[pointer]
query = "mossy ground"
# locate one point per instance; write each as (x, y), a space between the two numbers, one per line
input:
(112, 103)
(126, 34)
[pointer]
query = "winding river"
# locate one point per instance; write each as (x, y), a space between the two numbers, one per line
________________________________________
About this task: Copy every line where the word "query" is present in the entries above.

Answer to the problem:
query = "mossy ground"
query = "winding river"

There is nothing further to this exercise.